Please return the lines of the data that contain "form".

++++

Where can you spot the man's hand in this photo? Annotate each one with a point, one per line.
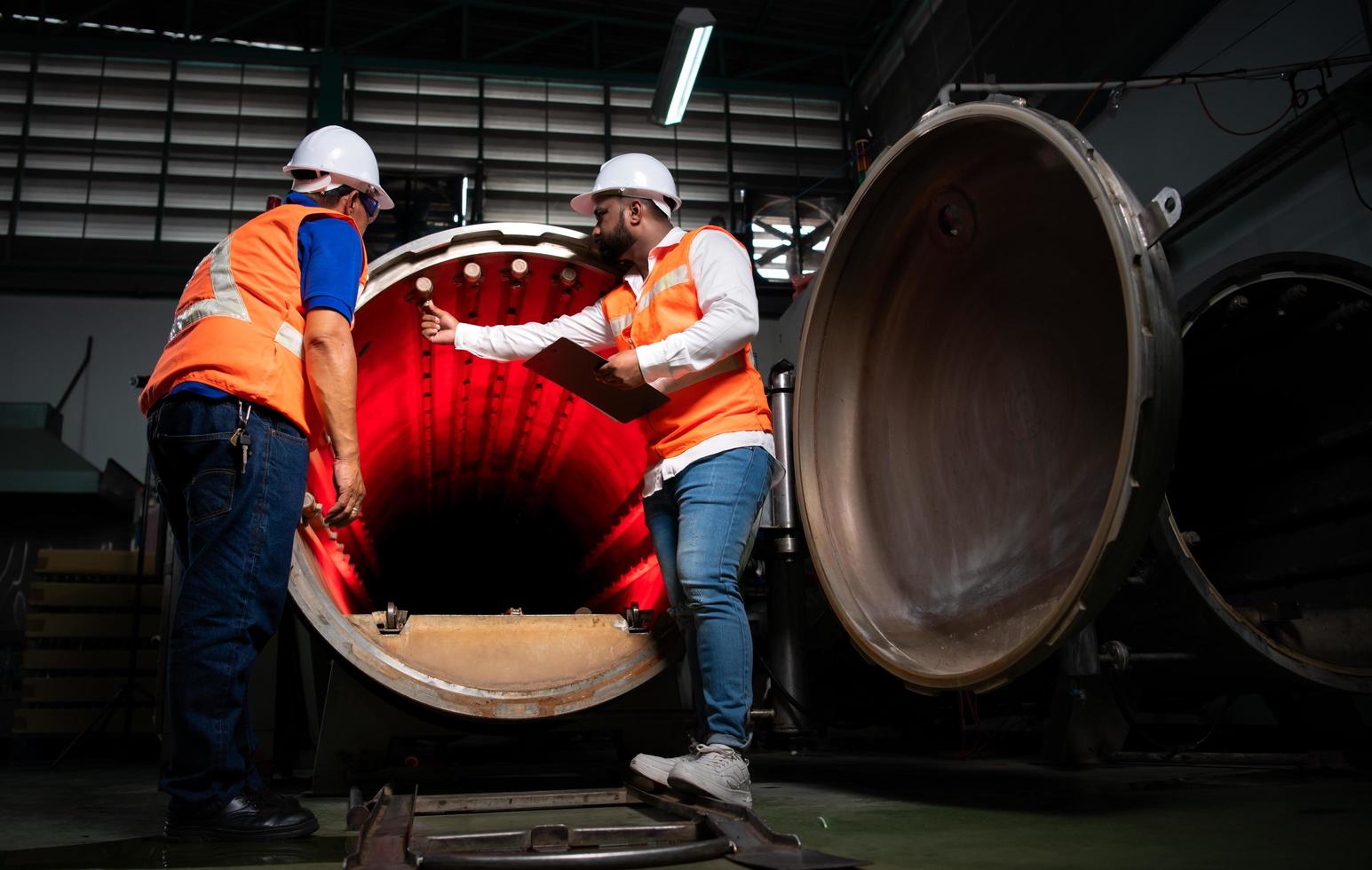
(438, 326)
(622, 371)
(347, 482)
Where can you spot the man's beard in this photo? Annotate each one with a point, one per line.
(615, 243)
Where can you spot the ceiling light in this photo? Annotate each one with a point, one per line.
(685, 51)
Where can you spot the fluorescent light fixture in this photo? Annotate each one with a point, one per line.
(681, 65)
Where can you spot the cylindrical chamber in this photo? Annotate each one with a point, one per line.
(498, 504)
(987, 397)
(1269, 507)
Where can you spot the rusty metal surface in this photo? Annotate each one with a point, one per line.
(475, 684)
(987, 397)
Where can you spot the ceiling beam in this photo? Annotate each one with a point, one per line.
(249, 20)
(533, 40)
(75, 20)
(407, 24)
(229, 52)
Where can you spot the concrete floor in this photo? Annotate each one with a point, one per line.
(895, 811)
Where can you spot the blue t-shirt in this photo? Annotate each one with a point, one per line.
(331, 266)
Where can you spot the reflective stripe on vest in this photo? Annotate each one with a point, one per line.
(241, 323)
(226, 299)
(228, 302)
(677, 276)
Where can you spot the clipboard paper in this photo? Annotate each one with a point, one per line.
(571, 367)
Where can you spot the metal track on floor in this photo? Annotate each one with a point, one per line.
(694, 830)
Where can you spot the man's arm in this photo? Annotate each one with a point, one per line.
(331, 369)
(588, 328)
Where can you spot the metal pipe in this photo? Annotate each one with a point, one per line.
(785, 575)
(1155, 81)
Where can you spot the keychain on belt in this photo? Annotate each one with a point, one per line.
(242, 438)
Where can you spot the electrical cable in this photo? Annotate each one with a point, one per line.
(797, 706)
(1254, 29)
(1264, 130)
(1157, 744)
(1347, 156)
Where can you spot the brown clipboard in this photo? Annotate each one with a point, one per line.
(571, 367)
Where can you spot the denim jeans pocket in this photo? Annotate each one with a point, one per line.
(211, 494)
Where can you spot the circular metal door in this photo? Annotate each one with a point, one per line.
(987, 395)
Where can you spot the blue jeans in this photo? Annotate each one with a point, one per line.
(234, 534)
(702, 525)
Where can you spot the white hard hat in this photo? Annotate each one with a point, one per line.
(631, 175)
(339, 156)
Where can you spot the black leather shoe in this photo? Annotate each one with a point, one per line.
(243, 819)
(272, 800)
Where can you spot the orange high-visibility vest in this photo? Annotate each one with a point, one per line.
(727, 397)
(241, 323)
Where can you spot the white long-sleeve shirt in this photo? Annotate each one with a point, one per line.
(729, 320)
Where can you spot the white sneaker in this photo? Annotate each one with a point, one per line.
(656, 767)
(715, 770)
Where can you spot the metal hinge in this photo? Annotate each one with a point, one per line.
(638, 621)
(393, 621)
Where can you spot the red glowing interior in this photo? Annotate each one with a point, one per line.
(488, 487)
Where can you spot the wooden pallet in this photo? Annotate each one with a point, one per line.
(77, 643)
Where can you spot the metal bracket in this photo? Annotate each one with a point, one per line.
(1160, 214)
(638, 621)
(393, 621)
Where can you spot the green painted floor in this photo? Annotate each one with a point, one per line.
(893, 811)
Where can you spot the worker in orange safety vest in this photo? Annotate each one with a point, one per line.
(682, 320)
(259, 361)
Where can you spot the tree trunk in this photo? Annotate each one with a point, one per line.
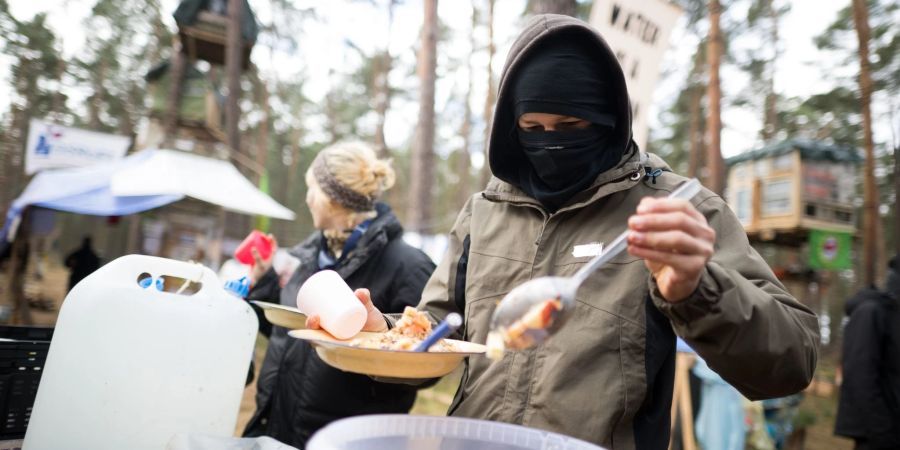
(422, 165)
(491, 97)
(463, 161)
(565, 7)
(233, 74)
(770, 118)
(897, 199)
(715, 171)
(18, 266)
(695, 132)
(262, 146)
(870, 190)
(177, 67)
(382, 87)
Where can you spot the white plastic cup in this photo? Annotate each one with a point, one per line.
(327, 294)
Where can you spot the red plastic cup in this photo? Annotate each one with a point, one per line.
(258, 240)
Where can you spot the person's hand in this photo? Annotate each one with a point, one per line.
(675, 242)
(374, 318)
(260, 265)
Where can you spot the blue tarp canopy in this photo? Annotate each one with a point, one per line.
(81, 190)
(145, 180)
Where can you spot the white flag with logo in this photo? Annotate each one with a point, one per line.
(638, 32)
(53, 146)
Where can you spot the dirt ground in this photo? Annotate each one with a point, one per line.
(49, 293)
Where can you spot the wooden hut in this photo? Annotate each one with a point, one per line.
(202, 28)
(782, 191)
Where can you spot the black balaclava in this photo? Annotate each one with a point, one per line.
(563, 77)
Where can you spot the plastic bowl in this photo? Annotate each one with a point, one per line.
(399, 432)
(386, 363)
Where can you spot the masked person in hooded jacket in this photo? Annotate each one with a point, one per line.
(360, 239)
(566, 175)
(869, 407)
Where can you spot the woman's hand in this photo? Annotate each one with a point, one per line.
(260, 265)
(374, 319)
(675, 242)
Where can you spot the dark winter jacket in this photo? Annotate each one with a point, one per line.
(869, 407)
(297, 393)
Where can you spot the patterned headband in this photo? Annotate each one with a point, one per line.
(347, 197)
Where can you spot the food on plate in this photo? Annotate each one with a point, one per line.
(521, 333)
(412, 328)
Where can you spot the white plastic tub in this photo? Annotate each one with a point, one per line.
(402, 432)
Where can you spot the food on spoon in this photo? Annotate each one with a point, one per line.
(412, 328)
(521, 333)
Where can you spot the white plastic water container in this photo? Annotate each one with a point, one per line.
(402, 432)
(129, 367)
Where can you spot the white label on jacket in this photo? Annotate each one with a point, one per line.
(587, 250)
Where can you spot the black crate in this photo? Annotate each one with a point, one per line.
(23, 352)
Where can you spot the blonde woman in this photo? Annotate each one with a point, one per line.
(359, 238)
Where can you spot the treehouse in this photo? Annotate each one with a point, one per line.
(202, 28)
(783, 191)
(200, 110)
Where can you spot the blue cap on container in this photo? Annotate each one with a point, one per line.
(239, 287)
(147, 282)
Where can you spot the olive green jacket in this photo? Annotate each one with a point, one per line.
(606, 376)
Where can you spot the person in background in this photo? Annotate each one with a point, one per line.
(567, 179)
(82, 262)
(360, 239)
(869, 405)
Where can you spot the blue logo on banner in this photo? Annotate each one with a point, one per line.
(43, 147)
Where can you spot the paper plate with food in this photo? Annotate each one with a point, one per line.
(394, 353)
(282, 315)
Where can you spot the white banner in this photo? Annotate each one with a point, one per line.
(638, 32)
(52, 146)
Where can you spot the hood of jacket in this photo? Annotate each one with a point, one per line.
(505, 155)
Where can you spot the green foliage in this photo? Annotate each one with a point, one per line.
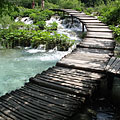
(53, 26)
(5, 21)
(41, 16)
(49, 5)
(14, 36)
(41, 24)
(69, 4)
(110, 14)
(89, 10)
(116, 30)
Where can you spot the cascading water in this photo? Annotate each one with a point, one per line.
(18, 65)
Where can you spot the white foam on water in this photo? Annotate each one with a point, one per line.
(67, 29)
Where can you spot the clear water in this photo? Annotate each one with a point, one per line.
(17, 66)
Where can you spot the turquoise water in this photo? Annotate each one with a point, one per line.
(17, 66)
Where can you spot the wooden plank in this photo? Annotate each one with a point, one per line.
(100, 35)
(91, 21)
(86, 18)
(113, 64)
(65, 80)
(32, 113)
(73, 99)
(98, 29)
(116, 68)
(41, 107)
(58, 87)
(110, 62)
(44, 103)
(96, 26)
(76, 72)
(12, 112)
(98, 40)
(97, 44)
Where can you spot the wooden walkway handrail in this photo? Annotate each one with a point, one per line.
(57, 93)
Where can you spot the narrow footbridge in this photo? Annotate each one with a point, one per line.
(56, 94)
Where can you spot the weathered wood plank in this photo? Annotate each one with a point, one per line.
(110, 62)
(65, 88)
(97, 43)
(91, 21)
(41, 107)
(113, 64)
(100, 35)
(98, 29)
(86, 18)
(96, 26)
(116, 68)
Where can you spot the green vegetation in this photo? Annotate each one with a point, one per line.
(25, 38)
(108, 11)
(15, 34)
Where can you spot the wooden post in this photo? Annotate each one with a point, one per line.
(33, 4)
(83, 27)
(72, 19)
(42, 4)
(110, 78)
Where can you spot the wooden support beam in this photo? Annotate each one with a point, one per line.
(83, 29)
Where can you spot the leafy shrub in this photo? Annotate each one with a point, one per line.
(41, 24)
(53, 26)
(25, 38)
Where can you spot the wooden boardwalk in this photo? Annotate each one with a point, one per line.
(56, 94)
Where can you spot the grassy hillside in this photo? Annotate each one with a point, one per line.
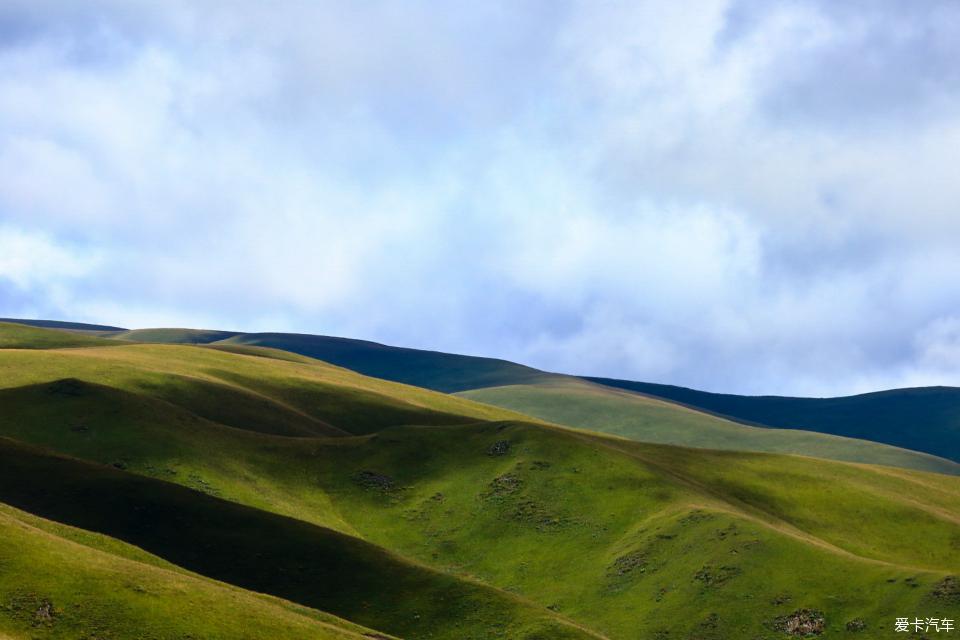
(925, 418)
(173, 336)
(266, 553)
(429, 369)
(60, 582)
(576, 403)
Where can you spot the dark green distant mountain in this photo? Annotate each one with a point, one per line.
(912, 422)
(923, 418)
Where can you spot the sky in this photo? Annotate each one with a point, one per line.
(736, 195)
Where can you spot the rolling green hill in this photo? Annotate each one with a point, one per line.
(61, 582)
(266, 553)
(581, 404)
(925, 418)
(444, 372)
(527, 530)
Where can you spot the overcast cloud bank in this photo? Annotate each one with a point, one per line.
(736, 195)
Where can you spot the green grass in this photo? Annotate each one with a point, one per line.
(925, 418)
(581, 404)
(421, 496)
(173, 336)
(434, 370)
(18, 336)
(310, 565)
(98, 587)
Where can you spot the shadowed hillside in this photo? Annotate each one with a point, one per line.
(526, 530)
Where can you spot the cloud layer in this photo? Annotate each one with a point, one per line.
(739, 195)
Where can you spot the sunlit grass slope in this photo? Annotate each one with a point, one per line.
(173, 336)
(429, 369)
(638, 540)
(60, 582)
(266, 553)
(923, 418)
(437, 496)
(577, 403)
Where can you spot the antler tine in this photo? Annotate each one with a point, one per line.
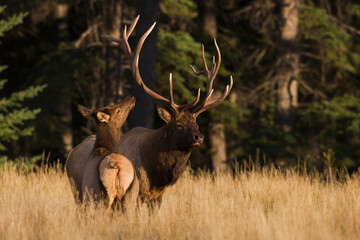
(190, 105)
(210, 76)
(170, 90)
(213, 103)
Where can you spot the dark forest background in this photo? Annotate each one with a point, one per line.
(295, 64)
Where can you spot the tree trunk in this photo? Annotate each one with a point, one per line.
(216, 130)
(61, 13)
(143, 113)
(112, 13)
(287, 67)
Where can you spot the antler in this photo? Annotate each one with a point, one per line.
(134, 63)
(210, 76)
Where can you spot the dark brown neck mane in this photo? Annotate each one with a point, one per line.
(107, 139)
(163, 161)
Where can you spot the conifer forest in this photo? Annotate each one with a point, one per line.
(295, 66)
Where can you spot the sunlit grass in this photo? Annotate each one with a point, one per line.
(258, 204)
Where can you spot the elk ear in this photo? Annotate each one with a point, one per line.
(86, 112)
(163, 114)
(102, 117)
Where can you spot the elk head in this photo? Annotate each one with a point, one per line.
(112, 116)
(180, 120)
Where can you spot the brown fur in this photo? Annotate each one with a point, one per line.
(101, 173)
(160, 155)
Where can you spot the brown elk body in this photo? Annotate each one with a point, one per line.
(96, 171)
(160, 156)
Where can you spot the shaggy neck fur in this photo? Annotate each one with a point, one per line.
(107, 139)
(162, 159)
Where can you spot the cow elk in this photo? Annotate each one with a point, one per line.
(160, 155)
(101, 173)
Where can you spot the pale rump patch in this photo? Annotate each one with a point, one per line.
(116, 174)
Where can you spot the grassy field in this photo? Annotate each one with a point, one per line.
(262, 204)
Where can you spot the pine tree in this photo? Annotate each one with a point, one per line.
(13, 114)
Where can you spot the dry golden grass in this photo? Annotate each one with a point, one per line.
(254, 205)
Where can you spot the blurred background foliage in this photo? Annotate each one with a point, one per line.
(59, 46)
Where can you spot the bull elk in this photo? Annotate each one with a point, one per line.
(160, 155)
(97, 172)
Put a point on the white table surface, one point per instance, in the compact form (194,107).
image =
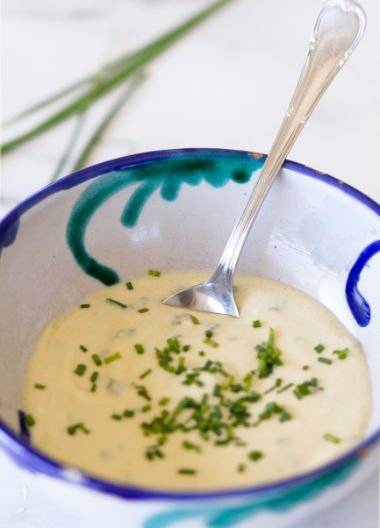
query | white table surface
(225,85)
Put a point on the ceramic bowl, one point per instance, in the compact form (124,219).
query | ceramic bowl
(173,210)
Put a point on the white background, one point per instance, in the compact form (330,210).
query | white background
(225,85)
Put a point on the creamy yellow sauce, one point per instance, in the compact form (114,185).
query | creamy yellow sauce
(95,421)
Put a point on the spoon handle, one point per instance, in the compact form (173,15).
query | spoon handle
(338,29)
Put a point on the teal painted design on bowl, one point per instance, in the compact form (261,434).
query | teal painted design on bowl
(166,175)
(214,517)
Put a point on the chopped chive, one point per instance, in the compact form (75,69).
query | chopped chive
(145,374)
(194,319)
(112,357)
(94,376)
(80,369)
(269,356)
(189,445)
(117,303)
(154,273)
(327,361)
(255,455)
(277,384)
(187,471)
(306,388)
(153,452)
(331,438)
(247,382)
(96,359)
(286,387)
(342,354)
(143,392)
(72,429)
(210,342)
(29,420)
(139,348)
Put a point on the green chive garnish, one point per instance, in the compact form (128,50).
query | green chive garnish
(342,354)
(96,359)
(72,429)
(153,452)
(255,455)
(306,388)
(187,471)
(94,376)
(113,357)
(80,369)
(117,303)
(143,392)
(194,319)
(277,384)
(268,355)
(29,420)
(331,438)
(139,348)
(286,387)
(210,342)
(327,361)
(189,445)
(154,273)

++++

Completed task =
Put a point on the white table surface, one point per instance, in the compact form (194,107).
Put a point on the ceramic bowl, one point per instance, in the compact form (124,219).
Put a point on the white background, one point per instance, in the compact form (330,210).
Put a point on the creamy yellow sauce, one point per instance, in the compact form (114,185).
Put a point on the spoon handle, one point per instance, in the compact form (173,15).
Put a point on the teal painted design on bowl, one point per instance, in the compact form (261,434).
Put a point on the chopped chive, one point per instance, in the compact form (75,69).
Put a point on the green chive garnish, one point per instance, in the compact form (128,50).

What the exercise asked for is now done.